— Directions —
Output every line of the items below as a JSON list of strings, one string per line, with any blank lines left out.

═══ Input data

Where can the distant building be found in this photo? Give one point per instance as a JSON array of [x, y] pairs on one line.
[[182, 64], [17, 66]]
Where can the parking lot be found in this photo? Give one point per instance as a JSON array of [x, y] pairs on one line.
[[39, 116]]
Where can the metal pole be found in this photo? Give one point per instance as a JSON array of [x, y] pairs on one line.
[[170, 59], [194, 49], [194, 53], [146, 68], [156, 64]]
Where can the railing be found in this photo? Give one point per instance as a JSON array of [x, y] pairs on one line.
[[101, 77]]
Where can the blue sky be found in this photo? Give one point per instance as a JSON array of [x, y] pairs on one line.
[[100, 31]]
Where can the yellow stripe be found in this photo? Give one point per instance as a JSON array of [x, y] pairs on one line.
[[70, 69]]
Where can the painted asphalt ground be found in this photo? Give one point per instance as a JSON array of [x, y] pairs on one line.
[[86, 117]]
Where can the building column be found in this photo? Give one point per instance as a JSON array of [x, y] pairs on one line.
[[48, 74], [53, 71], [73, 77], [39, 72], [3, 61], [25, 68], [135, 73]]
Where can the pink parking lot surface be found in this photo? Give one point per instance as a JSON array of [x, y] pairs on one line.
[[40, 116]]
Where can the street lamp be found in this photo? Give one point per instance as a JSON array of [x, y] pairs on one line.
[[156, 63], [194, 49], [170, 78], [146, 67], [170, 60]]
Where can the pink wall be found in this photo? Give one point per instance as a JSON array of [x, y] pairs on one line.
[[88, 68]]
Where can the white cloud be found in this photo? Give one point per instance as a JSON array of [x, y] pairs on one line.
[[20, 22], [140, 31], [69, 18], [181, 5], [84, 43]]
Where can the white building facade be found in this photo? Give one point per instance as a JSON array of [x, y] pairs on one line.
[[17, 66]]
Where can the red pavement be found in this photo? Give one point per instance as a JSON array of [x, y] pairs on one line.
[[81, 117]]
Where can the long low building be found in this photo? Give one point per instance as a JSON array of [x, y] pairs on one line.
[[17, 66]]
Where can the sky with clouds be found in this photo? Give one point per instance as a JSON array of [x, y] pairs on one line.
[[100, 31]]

══════

— Answer for the task —
[
  "Where can the distant building be found in this photo? Give one point per instance as a JSON array of [x, y] pairs on one line.",
  "[[182, 64], [17, 66]]",
  "Where can the parking lot be found in this photo? Give one point per instance as a JSON array of [x, y] pairs on one line.",
  "[[39, 116]]",
  "Where can the metal pole be found in this photo? Give one point per instance as a JSON array of [x, y] pairs on one line.",
  "[[170, 59], [194, 49], [194, 53], [146, 68], [156, 64]]",
  "Where can the railing be found in this photo? Give one point per instance as a JSON array of [x, y] pairs on one line.",
  "[[101, 77]]",
  "Where can the blue sky be found in this photo? Give one point per instance as a JSON array of [x, y] pairs on one line.",
  "[[100, 31]]",
  "Where can the yellow stripe be found in this photo? Give one point per instance as a JSON array of [x, y] pairs on one line.",
  "[[70, 69]]",
  "Where can the painted asphalt ground be found in this photo? Give one point per instance as a JSON array of [x, y] pairs on one line.",
  "[[86, 117]]",
  "Where can the building column be found in this photo? Give one point per instance as a JSON array of [x, y] pairs on one line.",
  "[[48, 74], [53, 71], [73, 77], [39, 72], [3, 61], [25, 68], [135, 73]]",
  "Where can the pink parking lot surface be found in this photo? Give one point per instance as a JSON array of [x, y] pairs on one line.",
  "[[40, 116]]",
  "Where can the street lamp be found in this photo? Give one point per instance as a JSON array of [x, y] pairs on one line.",
  "[[156, 63], [194, 49], [170, 78], [146, 67], [170, 60]]",
  "Where can the pink wall be found in this photo? Give one point per instance as a JSON array of [x, y] pairs on one line.",
  "[[88, 68]]",
  "Where can the white cloud be found in this photo? Give one point per instance as a JSON array of [x, y] pairs on one line.",
  "[[20, 22], [140, 31], [69, 18], [181, 5], [84, 43]]",
  "Where can the white building facade be found in this photo? Give one point per instance as a JSON array of [x, y] pairs on one line.",
  "[[17, 66]]",
  "Where can the red pavement be found in this photo? Give one point per instance as a JSON array of [x, y] pairs on one line.",
  "[[81, 117]]",
  "Where can the long low building be found in this photo? Give one point per instance as a JSON array of [x, y] pairs on one line.",
  "[[17, 66]]",
  "Where can the sky with clouds be found in this photo? Give one point per instance as a JSON array of [x, y] pairs on one line.",
  "[[100, 31]]"
]